Show every line of the data below that contains the string "Query", copying each one in full.

:: Records provided

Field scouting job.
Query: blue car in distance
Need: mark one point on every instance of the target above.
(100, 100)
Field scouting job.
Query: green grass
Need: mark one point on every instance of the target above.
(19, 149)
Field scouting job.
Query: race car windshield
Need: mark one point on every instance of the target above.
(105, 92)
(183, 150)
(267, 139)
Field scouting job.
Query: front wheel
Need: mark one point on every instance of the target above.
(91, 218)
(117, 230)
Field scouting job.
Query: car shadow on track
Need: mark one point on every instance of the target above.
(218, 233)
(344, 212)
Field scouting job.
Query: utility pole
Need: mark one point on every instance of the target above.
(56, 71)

::::

__Written answer__:
Query: blue car in distance
Query: green grass
Query: race car windshield
Query: front wheel
Query: car shadow on track
Query: utility pole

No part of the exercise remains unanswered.